* EXTRACTED ENTRIES:
· · · · ·

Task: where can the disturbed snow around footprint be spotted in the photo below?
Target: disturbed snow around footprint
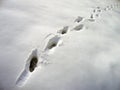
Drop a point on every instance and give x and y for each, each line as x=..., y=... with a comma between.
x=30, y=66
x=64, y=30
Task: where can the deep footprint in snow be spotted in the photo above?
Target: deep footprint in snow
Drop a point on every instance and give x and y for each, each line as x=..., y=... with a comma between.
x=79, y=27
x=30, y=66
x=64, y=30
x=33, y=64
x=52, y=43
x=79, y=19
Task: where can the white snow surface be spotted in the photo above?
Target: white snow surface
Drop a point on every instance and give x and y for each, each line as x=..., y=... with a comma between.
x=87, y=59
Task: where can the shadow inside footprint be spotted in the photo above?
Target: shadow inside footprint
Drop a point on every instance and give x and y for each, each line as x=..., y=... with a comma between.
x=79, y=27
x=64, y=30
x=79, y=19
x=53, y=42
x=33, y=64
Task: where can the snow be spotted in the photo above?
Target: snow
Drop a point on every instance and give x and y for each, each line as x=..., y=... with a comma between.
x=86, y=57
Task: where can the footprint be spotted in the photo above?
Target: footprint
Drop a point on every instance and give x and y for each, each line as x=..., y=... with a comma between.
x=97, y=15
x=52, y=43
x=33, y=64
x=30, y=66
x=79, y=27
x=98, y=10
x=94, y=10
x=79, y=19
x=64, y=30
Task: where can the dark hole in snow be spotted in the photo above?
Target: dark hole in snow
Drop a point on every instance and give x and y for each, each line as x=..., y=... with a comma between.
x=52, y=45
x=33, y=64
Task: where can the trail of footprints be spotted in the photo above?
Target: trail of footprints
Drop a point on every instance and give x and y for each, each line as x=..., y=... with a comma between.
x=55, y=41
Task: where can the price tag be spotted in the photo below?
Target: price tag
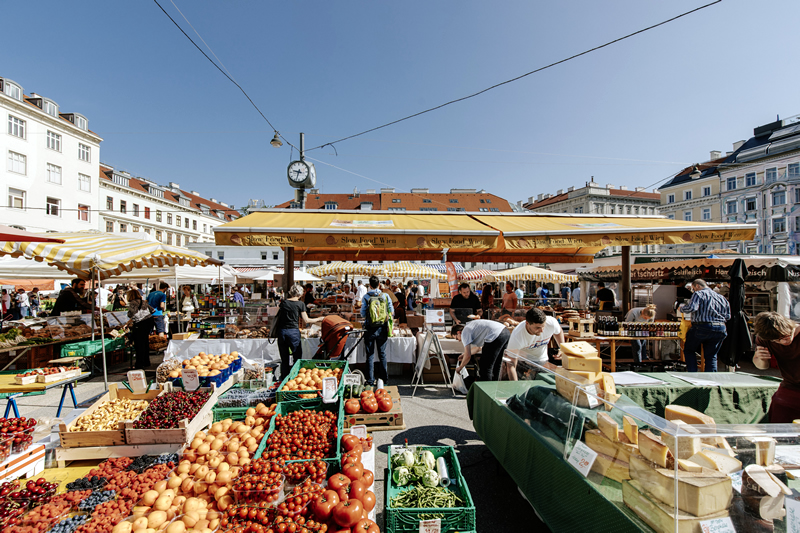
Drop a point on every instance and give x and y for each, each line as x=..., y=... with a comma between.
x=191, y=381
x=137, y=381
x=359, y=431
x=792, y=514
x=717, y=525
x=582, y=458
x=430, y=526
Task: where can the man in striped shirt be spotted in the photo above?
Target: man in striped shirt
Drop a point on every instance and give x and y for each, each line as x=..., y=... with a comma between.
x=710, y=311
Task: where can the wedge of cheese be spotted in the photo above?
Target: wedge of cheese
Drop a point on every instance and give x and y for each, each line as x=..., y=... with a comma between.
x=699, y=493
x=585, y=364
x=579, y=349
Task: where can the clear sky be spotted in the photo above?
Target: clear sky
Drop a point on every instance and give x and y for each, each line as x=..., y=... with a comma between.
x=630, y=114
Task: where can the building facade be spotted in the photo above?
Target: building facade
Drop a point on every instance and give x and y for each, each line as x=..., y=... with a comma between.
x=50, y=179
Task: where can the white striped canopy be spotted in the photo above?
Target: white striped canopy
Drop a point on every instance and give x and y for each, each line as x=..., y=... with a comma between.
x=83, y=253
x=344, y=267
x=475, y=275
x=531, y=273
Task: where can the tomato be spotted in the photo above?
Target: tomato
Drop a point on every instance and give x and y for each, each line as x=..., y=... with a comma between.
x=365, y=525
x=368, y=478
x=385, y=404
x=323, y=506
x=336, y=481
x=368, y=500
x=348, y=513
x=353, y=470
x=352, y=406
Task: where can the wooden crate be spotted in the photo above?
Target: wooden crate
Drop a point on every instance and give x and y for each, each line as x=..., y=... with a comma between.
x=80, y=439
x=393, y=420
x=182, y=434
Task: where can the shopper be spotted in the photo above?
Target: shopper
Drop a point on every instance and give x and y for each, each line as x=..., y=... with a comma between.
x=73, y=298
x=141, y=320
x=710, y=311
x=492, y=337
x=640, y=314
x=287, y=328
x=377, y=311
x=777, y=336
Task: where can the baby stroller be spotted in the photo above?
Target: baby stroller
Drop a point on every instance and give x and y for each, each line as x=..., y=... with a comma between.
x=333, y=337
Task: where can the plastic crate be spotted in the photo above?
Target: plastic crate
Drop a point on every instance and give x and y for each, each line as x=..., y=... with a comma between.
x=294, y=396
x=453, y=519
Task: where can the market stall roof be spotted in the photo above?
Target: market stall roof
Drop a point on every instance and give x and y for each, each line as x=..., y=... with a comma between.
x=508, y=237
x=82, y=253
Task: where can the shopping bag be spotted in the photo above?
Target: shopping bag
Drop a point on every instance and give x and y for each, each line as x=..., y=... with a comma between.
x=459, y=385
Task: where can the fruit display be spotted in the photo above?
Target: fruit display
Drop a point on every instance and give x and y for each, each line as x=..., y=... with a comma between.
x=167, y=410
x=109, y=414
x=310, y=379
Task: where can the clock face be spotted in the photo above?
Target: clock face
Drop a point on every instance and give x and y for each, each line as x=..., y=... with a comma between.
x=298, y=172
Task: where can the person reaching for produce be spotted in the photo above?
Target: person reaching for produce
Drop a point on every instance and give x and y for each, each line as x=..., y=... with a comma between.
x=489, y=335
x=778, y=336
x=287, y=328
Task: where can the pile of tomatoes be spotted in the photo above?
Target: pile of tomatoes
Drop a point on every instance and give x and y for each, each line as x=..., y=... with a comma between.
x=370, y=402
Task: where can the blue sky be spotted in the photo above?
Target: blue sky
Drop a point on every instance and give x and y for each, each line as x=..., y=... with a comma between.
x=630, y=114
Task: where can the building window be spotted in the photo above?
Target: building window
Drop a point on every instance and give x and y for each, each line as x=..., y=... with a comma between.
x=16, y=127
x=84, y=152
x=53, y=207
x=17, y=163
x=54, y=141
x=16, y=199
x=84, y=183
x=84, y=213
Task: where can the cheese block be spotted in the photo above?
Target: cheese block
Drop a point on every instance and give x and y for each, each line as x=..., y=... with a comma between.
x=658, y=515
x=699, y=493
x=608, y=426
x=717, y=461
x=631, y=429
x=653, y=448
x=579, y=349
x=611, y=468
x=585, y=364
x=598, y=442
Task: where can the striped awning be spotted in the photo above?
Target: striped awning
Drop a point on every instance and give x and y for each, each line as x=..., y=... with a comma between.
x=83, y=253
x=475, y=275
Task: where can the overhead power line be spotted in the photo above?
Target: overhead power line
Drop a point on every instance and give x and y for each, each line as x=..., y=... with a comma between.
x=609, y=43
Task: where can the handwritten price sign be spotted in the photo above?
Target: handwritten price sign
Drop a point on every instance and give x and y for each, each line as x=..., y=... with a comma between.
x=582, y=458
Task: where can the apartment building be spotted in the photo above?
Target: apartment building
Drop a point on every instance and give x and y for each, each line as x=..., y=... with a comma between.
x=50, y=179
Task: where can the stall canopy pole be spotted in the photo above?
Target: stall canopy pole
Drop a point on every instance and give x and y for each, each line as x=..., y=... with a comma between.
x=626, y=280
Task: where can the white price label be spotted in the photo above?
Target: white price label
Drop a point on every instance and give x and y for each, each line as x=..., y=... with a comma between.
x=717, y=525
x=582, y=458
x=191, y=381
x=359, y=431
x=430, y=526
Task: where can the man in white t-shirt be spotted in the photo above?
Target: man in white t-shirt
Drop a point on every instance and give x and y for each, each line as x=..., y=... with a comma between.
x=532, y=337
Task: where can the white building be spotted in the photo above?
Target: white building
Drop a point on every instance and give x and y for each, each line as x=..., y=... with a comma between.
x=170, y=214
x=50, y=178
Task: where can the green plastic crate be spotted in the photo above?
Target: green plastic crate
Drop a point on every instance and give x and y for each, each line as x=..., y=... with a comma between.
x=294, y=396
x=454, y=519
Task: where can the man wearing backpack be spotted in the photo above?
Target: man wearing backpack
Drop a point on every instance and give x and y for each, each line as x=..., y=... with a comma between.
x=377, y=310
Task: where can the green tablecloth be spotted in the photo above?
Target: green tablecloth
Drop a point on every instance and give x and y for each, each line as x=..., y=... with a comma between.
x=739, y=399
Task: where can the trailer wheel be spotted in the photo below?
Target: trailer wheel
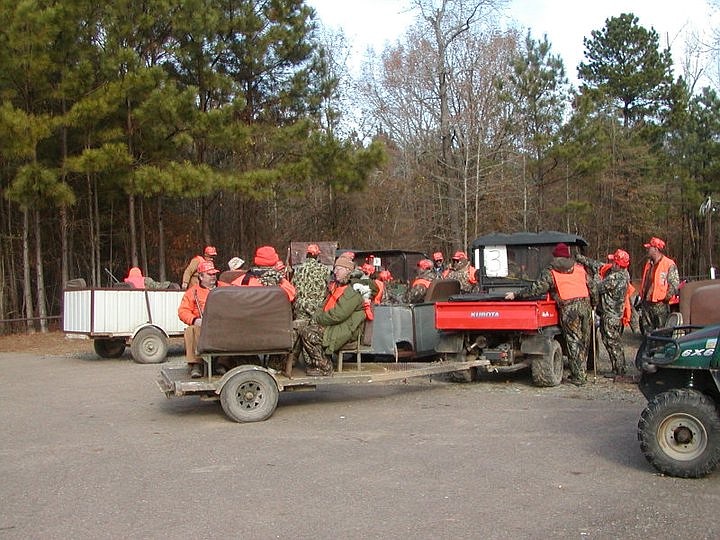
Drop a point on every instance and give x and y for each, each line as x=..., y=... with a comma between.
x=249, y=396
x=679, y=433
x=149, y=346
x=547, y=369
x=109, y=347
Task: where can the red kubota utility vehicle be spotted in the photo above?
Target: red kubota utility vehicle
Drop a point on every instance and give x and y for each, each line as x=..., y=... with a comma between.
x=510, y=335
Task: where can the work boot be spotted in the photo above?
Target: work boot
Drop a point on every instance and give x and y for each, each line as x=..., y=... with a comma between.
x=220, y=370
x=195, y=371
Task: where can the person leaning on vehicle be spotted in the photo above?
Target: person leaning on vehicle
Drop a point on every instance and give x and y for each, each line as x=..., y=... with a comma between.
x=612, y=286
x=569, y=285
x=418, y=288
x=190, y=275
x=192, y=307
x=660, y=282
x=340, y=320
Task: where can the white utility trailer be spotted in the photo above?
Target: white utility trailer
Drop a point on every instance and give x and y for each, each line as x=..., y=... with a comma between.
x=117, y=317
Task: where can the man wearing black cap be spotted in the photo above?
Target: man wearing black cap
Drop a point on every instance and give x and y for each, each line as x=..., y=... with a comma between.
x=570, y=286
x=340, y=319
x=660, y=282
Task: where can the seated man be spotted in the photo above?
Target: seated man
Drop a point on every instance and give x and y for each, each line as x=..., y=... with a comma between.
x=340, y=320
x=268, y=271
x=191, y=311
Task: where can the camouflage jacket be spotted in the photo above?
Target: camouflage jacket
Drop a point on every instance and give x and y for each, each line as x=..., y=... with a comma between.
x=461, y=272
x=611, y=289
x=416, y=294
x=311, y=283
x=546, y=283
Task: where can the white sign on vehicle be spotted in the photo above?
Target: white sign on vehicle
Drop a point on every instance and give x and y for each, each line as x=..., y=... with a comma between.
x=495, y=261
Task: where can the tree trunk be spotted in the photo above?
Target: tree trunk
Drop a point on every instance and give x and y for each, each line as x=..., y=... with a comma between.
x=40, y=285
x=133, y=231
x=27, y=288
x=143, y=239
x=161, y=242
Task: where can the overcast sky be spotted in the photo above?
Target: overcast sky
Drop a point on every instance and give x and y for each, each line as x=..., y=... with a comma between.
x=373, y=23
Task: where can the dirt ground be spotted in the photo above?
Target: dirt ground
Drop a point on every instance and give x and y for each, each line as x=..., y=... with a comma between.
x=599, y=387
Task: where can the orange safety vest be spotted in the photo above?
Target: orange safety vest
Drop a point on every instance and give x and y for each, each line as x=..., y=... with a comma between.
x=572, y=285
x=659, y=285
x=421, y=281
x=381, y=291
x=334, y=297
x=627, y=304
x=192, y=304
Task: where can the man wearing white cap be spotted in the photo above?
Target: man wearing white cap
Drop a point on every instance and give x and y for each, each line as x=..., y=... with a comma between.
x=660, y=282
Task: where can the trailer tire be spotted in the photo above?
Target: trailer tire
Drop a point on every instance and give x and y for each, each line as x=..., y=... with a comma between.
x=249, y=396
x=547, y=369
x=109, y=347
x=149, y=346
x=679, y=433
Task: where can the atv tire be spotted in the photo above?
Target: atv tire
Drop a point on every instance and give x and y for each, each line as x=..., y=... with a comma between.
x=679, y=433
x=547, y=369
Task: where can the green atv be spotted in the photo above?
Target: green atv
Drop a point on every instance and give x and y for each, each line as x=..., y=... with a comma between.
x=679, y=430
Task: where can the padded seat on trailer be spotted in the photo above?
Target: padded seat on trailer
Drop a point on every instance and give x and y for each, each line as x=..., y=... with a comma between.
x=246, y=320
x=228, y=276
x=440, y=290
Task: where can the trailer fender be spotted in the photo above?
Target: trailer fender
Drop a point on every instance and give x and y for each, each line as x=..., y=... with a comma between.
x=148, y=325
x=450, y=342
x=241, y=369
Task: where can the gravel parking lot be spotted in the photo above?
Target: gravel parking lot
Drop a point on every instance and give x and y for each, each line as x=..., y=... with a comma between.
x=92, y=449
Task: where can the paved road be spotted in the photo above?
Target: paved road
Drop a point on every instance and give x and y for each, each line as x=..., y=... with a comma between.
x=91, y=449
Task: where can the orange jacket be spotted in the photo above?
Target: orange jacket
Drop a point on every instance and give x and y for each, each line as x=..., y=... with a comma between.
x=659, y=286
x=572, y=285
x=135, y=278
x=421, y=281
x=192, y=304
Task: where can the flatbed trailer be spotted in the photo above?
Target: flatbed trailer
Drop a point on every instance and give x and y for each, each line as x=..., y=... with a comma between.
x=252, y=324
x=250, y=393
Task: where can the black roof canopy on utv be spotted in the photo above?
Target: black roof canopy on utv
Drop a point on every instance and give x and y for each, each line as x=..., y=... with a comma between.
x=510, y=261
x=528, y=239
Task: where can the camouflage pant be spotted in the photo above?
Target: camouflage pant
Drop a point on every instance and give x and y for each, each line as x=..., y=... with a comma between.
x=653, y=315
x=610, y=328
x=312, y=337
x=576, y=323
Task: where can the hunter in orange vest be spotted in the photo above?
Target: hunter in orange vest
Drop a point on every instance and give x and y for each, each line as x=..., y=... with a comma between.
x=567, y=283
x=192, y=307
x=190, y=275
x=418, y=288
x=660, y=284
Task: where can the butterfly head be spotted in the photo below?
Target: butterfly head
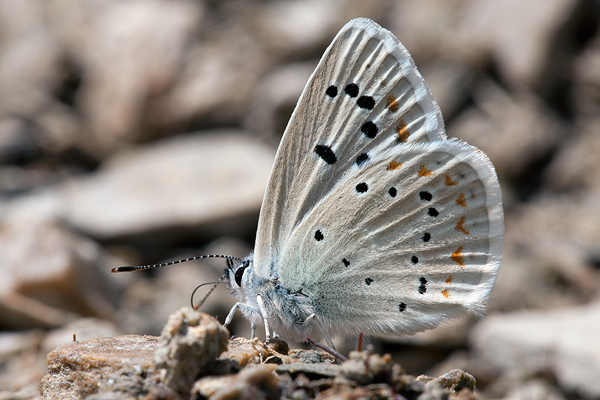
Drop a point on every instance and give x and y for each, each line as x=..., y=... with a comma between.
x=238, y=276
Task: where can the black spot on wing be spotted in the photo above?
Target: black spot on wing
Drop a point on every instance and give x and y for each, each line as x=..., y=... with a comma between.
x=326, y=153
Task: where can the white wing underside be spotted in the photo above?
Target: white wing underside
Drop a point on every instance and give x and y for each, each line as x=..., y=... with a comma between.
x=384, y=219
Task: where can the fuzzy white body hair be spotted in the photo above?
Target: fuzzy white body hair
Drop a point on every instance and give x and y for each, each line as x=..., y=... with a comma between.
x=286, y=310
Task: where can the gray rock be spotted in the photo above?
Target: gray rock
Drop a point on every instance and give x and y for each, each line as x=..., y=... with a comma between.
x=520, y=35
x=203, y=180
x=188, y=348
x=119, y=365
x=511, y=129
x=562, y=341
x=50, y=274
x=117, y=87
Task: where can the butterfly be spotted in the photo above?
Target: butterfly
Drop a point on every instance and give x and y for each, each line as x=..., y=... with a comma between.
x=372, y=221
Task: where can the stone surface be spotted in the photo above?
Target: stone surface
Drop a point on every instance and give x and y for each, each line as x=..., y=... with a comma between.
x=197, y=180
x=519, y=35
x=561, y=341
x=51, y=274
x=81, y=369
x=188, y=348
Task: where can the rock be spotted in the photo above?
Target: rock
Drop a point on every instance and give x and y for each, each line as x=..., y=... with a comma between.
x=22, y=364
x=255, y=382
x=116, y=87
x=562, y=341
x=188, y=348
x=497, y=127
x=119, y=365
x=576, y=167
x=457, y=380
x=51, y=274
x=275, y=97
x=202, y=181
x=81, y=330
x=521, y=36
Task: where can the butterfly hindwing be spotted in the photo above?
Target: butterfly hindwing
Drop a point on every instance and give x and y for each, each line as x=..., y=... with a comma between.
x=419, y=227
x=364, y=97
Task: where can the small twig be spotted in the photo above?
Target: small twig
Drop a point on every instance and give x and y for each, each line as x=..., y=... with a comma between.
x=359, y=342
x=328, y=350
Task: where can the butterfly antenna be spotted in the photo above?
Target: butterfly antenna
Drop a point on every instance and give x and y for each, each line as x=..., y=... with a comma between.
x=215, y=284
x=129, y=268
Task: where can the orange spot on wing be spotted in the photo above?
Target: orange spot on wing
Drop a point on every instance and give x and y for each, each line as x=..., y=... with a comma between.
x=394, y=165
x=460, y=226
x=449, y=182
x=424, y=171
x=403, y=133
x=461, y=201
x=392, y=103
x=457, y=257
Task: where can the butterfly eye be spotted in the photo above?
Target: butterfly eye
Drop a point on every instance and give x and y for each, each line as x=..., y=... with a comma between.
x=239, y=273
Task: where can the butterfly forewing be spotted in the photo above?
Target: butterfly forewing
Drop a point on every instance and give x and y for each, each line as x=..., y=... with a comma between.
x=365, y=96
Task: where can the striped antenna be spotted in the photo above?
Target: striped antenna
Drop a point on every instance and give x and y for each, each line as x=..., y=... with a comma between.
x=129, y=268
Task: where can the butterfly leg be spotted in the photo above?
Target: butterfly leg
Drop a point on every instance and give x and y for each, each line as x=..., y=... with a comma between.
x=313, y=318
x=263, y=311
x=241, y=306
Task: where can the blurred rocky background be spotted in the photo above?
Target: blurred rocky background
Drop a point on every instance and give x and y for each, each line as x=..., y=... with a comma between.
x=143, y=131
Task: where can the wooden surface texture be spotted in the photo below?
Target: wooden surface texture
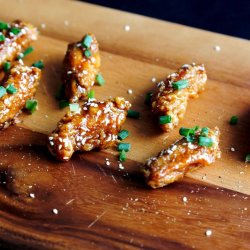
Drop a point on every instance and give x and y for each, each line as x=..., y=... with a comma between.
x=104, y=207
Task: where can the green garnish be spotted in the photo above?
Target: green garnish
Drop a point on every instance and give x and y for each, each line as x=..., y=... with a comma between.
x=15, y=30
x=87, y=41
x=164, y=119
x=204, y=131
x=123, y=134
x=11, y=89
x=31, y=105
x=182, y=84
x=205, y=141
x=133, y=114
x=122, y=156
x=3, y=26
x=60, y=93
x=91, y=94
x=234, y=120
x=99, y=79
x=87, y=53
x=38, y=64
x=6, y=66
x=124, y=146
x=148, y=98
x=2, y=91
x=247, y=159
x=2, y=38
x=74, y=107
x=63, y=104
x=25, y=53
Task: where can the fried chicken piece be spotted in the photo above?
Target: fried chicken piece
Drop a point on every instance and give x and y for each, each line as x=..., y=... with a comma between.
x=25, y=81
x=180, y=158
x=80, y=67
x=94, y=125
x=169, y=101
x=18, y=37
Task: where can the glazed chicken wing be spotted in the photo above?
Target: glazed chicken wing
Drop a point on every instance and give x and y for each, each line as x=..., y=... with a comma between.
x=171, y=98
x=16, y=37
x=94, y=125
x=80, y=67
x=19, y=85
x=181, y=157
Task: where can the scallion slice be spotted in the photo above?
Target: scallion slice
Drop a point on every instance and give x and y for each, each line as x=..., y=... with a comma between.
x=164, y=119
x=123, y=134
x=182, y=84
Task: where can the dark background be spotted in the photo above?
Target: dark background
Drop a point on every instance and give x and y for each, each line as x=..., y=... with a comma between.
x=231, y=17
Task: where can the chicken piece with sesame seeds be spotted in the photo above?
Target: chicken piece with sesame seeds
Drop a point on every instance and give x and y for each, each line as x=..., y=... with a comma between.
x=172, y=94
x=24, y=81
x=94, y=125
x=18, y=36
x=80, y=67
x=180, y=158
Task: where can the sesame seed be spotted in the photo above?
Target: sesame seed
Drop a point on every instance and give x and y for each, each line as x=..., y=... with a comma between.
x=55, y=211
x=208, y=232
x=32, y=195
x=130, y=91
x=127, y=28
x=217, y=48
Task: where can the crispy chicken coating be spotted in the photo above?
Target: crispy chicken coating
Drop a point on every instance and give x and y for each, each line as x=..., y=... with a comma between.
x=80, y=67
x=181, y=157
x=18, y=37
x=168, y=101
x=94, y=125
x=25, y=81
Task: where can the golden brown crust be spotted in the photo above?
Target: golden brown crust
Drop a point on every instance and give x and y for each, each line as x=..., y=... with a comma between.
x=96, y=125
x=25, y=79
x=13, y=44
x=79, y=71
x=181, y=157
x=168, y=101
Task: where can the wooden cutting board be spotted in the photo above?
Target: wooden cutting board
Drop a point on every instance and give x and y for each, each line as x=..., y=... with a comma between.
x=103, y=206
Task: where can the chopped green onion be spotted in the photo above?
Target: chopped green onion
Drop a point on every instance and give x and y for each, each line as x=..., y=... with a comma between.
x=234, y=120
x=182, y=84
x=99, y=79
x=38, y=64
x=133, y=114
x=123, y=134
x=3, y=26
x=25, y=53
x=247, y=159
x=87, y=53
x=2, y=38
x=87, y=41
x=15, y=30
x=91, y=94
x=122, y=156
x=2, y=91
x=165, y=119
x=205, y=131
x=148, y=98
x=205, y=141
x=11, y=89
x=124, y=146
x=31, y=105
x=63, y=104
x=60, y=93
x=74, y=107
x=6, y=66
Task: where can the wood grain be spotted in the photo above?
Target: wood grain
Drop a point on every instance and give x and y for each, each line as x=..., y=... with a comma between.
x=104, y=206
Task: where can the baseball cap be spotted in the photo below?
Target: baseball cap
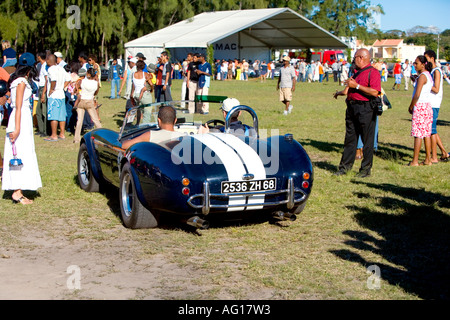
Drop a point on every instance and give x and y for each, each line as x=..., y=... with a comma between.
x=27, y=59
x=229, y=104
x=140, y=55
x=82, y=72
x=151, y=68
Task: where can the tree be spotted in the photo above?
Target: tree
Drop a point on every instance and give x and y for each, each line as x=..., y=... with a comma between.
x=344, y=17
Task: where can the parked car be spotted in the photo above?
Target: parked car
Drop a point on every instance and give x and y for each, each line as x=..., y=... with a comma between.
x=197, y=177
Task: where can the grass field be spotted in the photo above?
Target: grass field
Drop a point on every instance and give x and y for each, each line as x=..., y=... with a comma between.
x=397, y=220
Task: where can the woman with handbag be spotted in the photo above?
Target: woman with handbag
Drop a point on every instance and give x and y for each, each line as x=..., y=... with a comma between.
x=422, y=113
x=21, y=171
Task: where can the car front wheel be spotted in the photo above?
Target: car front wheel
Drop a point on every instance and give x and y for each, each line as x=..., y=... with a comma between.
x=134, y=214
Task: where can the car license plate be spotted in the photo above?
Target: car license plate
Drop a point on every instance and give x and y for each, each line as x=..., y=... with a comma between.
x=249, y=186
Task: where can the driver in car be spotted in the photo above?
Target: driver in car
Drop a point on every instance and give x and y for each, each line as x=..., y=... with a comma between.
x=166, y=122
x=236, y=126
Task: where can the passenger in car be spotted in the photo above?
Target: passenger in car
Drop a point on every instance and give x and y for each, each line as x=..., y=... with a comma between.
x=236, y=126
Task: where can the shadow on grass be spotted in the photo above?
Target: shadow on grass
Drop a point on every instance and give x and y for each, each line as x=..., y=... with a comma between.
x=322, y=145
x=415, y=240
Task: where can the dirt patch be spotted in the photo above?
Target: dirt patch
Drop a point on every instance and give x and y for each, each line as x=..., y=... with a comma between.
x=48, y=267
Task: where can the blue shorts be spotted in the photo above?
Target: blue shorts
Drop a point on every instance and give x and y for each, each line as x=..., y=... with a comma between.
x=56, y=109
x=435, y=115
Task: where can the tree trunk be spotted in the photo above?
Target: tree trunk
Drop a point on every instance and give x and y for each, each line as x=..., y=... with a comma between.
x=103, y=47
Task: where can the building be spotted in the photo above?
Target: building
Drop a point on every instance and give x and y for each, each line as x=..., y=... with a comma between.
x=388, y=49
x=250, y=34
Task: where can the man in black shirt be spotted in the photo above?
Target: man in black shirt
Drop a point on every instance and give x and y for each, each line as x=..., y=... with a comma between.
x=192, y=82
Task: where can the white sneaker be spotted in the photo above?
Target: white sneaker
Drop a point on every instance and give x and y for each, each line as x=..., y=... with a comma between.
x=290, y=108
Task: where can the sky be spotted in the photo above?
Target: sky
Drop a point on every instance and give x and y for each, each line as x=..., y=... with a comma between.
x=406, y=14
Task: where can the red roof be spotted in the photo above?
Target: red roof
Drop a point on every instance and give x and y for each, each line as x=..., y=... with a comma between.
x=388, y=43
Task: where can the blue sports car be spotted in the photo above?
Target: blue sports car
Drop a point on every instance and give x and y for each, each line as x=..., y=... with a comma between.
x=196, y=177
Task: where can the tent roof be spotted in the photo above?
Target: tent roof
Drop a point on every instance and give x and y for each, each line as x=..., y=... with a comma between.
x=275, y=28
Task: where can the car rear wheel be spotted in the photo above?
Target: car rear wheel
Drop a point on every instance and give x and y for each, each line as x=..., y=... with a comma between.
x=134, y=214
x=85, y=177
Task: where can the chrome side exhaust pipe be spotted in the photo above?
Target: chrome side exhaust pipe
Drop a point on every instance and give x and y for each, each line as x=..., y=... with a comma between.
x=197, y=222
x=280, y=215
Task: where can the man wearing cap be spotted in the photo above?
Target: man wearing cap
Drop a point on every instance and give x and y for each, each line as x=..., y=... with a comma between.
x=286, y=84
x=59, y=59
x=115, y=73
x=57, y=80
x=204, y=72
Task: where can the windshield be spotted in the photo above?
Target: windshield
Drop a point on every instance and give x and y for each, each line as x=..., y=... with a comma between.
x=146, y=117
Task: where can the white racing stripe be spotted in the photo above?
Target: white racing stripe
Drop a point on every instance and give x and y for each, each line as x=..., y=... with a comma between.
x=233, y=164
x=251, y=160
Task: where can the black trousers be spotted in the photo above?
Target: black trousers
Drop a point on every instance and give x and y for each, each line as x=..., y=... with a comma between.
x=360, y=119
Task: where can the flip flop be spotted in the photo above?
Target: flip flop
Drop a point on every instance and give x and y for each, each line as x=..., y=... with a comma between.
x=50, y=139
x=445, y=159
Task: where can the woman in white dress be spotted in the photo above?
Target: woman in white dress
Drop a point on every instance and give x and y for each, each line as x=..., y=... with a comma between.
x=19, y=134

· · · · ·

* DESCRIPTION OF THE TASK: Above this task is a listing. Restate, word for word and with nothing added, the lines from the one with "Task: where can the clear" through the one with "Target: building facade".

* OUTPUT FOR THIS TASK:
Task: where can the clear sky be spotted in the photo above?
Target: clear sky
Drop a point on every instance and give x and y for each, each line as x=..., y=... with a comma between.
x=630, y=114
Task: where can the building facade be spotted in the photo above?
Target: building facade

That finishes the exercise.